* [Texte à lire]:
En France, les ateliers d’anthropologie en milieu scolaire existent depuis plus de vingt-cinq ans. Dans un environnement déjà saturé de connaissances, que peut apporter de plus aux enfants notre discipline ? Ces ateliers sont-ils une simple initiation ou participent-ils à la redéfinition constante de la discipline ? Un inventaire rapide nous permettra ici de montrer la diversité des initiatives et les objectifs communs, puis d’en dégager les effets pour les élèves, les enseignants et enseignantes et la communauté anthropologique.  

Une diversité d’expériences

Les ateliers d’ethnologie formalisés ont émergé en région parisienne, à la fin des années 1990. Ainsi, l’académie de Créteil passait un accord avec le Musée des Arts et Traditions Populaires de Paris : des élèves (du primaire au lycée) recevaient un ou une ethnologue1 dans leur classe pour mener une enquête ethnographique2 , avant de se rendre au Musée. Il s’agissait alors de leur faire comprendre les fonctions de cette institution comme lieu de restitution, de conservation, de réflexion, et surtout de comprendre la façon dont l’ethnologie, en association avec les musées, permettait de saisir les transformations des modes de vie. Entre 1997 et 2003, soixante-neuf ateliers d'ethnographies ont été réalisés. L’aventure s’est arrêtée avec le départ en retraite de la professeure-relais de l'Académie, suivi par la fermeture du MNATP en 2005. L’expérience est reprise sous une autre forme en 2015, au lycée Le Corbusier d’Aubervilliers, sous le nom de L’anthropologie pour tous. Y étaient menées des enquêtes en partenariat avec la délégation académique à l'éducation artistique et à l'action culturelle (DAAC) de Créteil. Des carnets étaient publiés en ligne et un colloque était organisé tous les ans jusqu’en 2021. Parallèlement, de 2000 à 2007, le Conseil départemental de l’Essonne en association avec le ministère de la Culture3 , proposait aux enseignants d’école élémentaire et de collège la venue d’un ou d’une ethnologue pour réaliser avec les élèves une enquête ethnographique. Une ou une artiste (photographe, dramaturge, vidéaste…) accompagnait ensuite les élèves pour en restituer le contenu de manière originale. Il s’agissait alors d’expérimenter la construction de l’objectivité scientifique et sa mise en forme artistique pour rendre compte des résultats. Entre 2004 et 2013, l’association Passerelles, à l’université de Nanterre, travaillait avec les classes des Hauts-de-Seine, offrant un accompagnement à des enquêtes ethnographiques, du CM1 à la terminale. Elle proposait une initiation à la recherche adaptée, dans une anticipation de l’enseignement universitaire4 : définition d’une problématique, établissement d’une méthodologie, travail d’enquête, analyse et restitution aux pairs, à l’université.

* [Consigne donnée A]: Recopiez, dans le texte sur les ateliers d’anthropologie, le passage qui commence par les mots contenant "En France, les" et se termine par "la communauté anthropologique.".
* [Consigne donnée B]: D’après le texte sur les ateliers d’anthropologie, pourquoi les ateliers menés par l’académie de Créteil avec le Musée des Arts et Traditions Populaires ont-ils pris fin ? Répondez en une à trois phrases.

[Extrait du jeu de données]
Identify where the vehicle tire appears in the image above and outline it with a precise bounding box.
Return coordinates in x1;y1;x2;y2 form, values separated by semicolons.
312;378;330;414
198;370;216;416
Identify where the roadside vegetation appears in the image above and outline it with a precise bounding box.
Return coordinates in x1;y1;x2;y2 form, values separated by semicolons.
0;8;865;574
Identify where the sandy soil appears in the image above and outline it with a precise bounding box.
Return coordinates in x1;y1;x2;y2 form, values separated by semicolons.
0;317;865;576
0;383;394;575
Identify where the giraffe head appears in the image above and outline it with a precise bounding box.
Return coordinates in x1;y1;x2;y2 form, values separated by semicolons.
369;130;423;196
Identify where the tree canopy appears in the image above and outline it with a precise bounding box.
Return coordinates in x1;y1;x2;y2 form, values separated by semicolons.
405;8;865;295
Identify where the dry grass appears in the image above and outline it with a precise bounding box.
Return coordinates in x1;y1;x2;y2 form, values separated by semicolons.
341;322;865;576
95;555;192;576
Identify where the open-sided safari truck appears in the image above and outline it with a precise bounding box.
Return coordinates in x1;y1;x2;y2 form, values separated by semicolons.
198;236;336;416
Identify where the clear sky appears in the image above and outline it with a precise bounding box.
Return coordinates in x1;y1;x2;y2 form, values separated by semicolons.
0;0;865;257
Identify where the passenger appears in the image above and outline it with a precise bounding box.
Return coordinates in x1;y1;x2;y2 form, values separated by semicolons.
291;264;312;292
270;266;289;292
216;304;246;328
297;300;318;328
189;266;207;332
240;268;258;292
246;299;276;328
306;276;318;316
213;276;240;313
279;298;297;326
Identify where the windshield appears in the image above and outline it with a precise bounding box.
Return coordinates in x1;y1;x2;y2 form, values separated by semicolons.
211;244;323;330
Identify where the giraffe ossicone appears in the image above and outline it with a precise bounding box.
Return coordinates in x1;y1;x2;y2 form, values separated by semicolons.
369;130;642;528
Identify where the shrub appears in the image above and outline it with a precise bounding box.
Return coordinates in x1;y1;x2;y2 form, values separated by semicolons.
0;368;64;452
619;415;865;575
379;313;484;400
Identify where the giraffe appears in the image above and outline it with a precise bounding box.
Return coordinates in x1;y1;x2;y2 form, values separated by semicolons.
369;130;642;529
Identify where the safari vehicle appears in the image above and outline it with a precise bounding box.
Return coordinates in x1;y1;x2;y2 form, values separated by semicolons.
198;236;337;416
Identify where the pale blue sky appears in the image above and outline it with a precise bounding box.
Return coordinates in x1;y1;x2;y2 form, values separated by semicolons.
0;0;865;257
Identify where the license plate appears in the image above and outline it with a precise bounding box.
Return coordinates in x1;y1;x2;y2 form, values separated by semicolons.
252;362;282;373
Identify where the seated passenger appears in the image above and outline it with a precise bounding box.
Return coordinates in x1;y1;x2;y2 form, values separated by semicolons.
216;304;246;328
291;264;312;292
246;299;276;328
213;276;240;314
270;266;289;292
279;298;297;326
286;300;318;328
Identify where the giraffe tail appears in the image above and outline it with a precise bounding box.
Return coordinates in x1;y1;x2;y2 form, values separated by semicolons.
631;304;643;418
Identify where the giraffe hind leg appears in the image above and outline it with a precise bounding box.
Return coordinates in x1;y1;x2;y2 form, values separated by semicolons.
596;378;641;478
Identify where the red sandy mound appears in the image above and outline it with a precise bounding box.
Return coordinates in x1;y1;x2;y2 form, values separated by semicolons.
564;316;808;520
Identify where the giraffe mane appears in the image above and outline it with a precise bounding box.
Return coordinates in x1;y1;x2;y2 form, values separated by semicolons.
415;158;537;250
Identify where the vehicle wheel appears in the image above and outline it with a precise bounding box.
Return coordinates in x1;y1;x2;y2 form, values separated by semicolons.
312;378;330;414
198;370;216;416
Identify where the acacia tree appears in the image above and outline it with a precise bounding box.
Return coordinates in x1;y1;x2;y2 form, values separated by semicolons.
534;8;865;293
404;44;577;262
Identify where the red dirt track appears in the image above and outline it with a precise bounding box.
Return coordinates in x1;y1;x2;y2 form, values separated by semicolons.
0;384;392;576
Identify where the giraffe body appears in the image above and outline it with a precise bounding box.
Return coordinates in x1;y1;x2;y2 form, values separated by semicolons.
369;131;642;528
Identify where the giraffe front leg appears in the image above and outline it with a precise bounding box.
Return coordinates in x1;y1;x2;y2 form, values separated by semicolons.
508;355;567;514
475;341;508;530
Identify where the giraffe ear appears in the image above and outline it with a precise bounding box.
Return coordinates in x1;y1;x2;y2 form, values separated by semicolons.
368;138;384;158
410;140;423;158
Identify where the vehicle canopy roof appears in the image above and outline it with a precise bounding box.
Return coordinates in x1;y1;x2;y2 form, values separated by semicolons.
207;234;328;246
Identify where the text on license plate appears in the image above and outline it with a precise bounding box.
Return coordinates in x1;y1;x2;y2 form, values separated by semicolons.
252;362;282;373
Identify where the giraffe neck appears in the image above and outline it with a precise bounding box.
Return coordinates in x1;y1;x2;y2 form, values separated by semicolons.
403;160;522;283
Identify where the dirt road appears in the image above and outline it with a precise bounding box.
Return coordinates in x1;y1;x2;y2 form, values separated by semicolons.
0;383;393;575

--

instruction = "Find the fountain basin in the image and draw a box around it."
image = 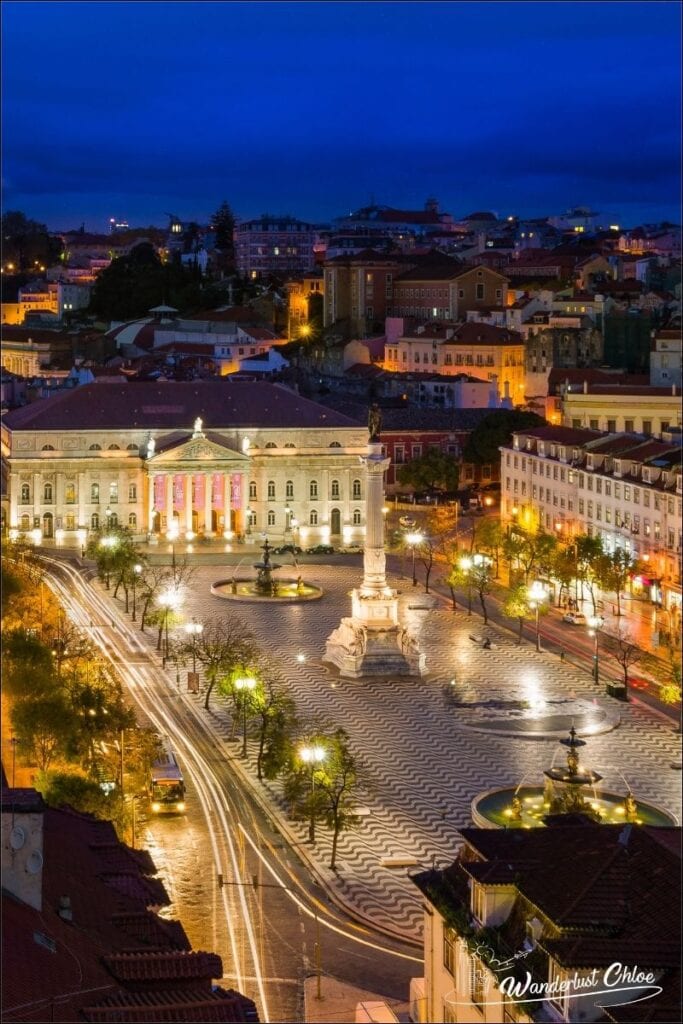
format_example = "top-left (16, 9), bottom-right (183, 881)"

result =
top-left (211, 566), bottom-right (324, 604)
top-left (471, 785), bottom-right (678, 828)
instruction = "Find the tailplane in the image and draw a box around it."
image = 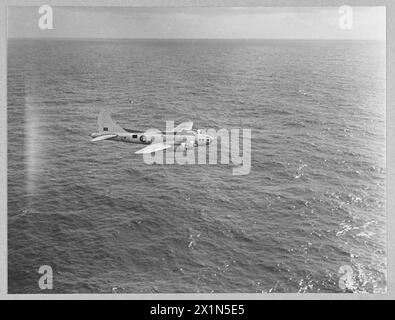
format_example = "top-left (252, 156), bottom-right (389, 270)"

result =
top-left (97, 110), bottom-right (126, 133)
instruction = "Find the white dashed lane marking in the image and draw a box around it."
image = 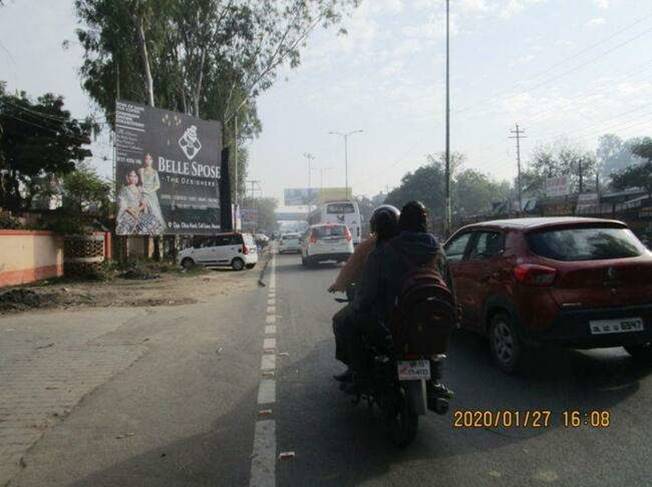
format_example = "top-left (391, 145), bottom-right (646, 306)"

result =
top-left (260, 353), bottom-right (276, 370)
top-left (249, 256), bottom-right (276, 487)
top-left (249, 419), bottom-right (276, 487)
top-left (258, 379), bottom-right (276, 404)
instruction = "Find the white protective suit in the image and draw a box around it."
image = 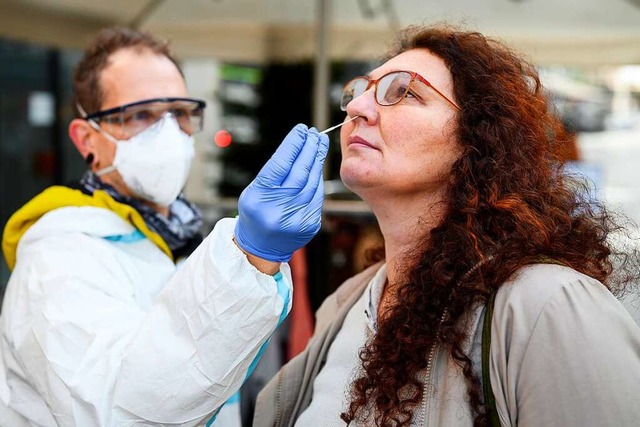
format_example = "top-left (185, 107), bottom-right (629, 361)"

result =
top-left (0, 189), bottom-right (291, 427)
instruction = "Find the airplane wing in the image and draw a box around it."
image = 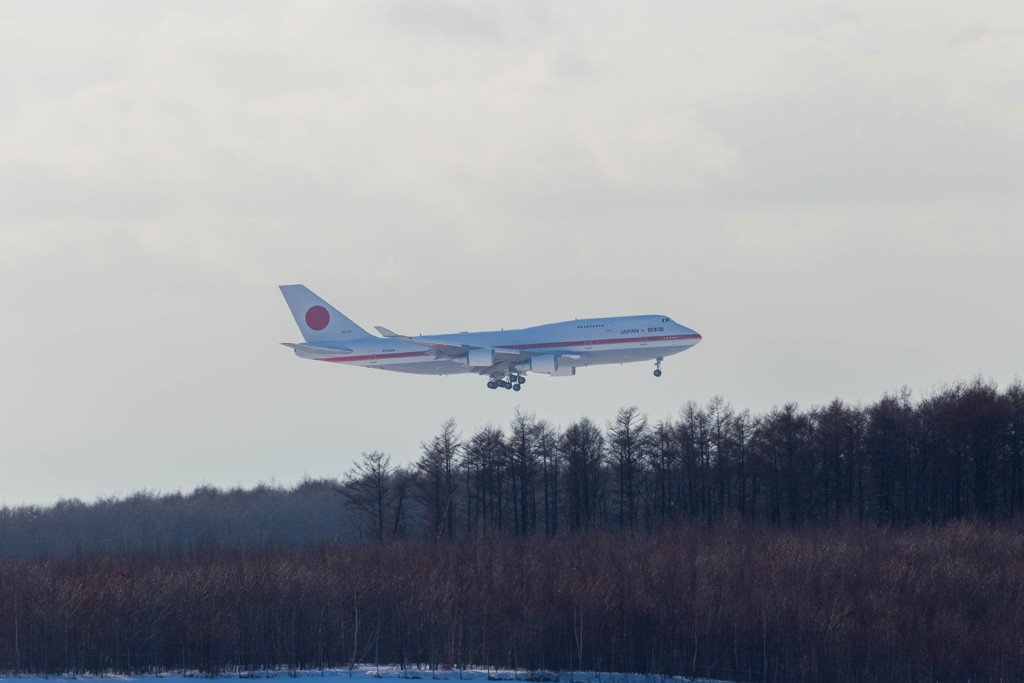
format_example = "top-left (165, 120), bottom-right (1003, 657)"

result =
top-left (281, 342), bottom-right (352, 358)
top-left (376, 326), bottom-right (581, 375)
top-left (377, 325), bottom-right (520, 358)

* [Réponse complète A]:
En France, les ateliers d’anthropologie en milieu scolaire existent depuis plus de vingt-cinq ans. Dans un environnement déjà saturé de connaissances, que peut apporter de plus aux enfants notre discipline ? Ces ateliers sont-ils une simple initiation ou participent-ils à la redéfinition constante de la discipline ? Un inventaire rapide nous permettra ici de montrer la diversité des initiatives et les objectifs communs, puis d’en dégager les effets pour les élèves, les enseignants et enseignantes et la communauté anthropologique.

* [Réponse complète B]: Ces ateliers ont pris fin avec le départ en retraite de la professeure-relais de l’Académie. Ce départ a été suivi par la fermeture du MNATP en 2005.